• [PROBLEM REQUIREMENTS] Here is the task for the listing below: output exactly the lines from the one containing "[(346, 1135)]" through the one containing "Query: flower center", and leave out the pictures.

• [DATASET EXCERPTS]
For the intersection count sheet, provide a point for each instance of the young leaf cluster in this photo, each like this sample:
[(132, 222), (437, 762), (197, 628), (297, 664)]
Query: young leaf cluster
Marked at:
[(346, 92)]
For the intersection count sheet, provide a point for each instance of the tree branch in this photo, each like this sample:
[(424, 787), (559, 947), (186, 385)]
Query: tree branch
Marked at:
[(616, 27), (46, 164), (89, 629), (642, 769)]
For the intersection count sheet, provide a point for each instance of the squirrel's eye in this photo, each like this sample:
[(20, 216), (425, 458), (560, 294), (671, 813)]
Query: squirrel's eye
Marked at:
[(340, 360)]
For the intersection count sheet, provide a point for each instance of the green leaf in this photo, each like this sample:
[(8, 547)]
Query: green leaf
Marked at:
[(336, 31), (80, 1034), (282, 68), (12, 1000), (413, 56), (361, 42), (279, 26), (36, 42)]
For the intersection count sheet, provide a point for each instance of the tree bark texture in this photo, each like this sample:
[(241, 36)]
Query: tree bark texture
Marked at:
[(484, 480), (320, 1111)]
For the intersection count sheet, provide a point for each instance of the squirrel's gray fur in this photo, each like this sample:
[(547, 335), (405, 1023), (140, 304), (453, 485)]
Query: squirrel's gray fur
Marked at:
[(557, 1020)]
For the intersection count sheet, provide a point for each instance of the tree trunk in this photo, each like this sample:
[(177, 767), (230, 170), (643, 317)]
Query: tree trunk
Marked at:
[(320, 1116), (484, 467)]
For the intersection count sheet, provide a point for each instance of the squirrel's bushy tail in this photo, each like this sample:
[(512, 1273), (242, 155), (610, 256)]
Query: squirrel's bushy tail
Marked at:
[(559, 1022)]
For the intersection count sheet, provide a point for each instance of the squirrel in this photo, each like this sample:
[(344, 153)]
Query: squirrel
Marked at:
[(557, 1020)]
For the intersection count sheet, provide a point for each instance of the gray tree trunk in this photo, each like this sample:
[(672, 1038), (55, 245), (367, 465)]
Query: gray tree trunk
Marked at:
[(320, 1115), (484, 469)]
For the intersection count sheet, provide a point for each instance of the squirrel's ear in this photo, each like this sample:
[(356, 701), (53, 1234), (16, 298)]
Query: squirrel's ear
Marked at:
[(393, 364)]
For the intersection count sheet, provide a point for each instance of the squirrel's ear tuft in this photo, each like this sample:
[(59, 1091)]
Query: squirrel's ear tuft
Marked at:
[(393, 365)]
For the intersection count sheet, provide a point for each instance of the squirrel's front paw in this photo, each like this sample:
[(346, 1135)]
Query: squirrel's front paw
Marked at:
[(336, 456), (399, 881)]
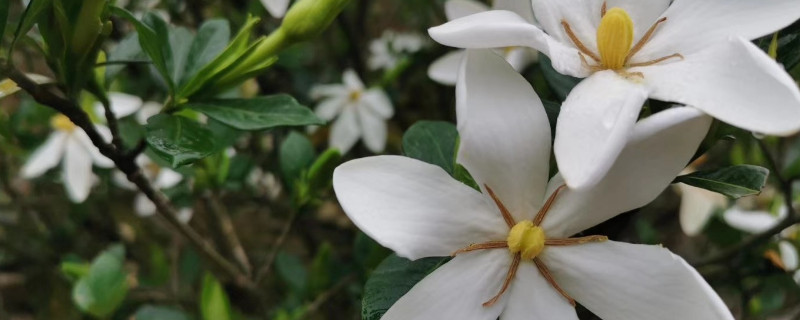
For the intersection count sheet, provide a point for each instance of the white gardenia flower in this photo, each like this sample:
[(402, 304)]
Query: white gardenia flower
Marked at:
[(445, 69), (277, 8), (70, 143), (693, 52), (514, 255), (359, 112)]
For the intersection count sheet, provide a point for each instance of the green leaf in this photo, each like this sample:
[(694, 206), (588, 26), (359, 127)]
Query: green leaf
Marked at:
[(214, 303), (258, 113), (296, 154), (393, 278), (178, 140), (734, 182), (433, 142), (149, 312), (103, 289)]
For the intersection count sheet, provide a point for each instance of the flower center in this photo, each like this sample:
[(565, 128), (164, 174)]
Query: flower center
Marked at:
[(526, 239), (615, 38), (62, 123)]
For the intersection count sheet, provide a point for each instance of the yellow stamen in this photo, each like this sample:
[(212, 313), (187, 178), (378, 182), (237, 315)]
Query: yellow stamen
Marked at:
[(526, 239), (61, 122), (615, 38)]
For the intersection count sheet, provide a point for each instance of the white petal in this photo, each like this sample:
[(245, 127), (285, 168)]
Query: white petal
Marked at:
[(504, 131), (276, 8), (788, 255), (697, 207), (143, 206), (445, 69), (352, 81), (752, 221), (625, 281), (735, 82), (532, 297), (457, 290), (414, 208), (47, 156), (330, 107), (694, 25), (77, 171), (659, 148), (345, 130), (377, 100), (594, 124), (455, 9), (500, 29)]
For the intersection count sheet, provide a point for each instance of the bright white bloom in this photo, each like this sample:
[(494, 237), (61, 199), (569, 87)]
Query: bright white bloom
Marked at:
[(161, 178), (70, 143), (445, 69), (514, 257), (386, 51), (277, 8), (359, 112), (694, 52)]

---

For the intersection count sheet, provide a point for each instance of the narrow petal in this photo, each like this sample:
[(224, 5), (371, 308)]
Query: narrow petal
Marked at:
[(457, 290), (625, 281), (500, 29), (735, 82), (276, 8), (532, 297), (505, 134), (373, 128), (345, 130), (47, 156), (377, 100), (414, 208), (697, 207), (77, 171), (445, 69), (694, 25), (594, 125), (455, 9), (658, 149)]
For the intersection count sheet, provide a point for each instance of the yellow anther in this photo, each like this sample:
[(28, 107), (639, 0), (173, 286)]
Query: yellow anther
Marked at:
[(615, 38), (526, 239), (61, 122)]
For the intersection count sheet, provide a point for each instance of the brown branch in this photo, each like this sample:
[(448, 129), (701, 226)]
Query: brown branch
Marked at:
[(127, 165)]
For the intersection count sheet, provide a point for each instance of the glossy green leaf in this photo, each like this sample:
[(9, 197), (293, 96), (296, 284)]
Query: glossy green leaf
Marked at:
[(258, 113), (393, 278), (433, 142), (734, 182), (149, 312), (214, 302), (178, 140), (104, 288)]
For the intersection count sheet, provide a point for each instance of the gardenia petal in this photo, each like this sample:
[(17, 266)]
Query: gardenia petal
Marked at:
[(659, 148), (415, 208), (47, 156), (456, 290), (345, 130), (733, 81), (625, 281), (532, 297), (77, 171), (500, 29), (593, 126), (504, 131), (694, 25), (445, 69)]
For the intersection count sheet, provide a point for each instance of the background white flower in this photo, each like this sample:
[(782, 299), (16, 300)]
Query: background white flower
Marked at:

• [RESPONSE]
[(346, 1135)]
Query: squirrel's front paw
Marked at:
[(336, 456), (399, 881)]
For the intersection count sheet, provide a point for each instance of the white gardenia flower in this photo, each like this sample:
[(402, 304)]
Query: white gardenia flower
Marked at:
[(445, 69), (277, 8), (70, 143), (693, 52), (514, 255), (359, 112)]
For the intersection count sheet, provide a point for each instance of the green leaf in this photo, each like this sample:
[(694, 206), (588, 26), (359, 127)]
Query: green leaf
Marked at:
[(214, 303), (258, 113), (296, 154), (393, 278), (178, 140), (734, 182), (433, 142), (149, 312), (103, 289)]
For the intersection count sheet, provide a point for each instance of the flower center in this photo, each like this sample:
[(565, 128), (164, 174)]
Query: flower center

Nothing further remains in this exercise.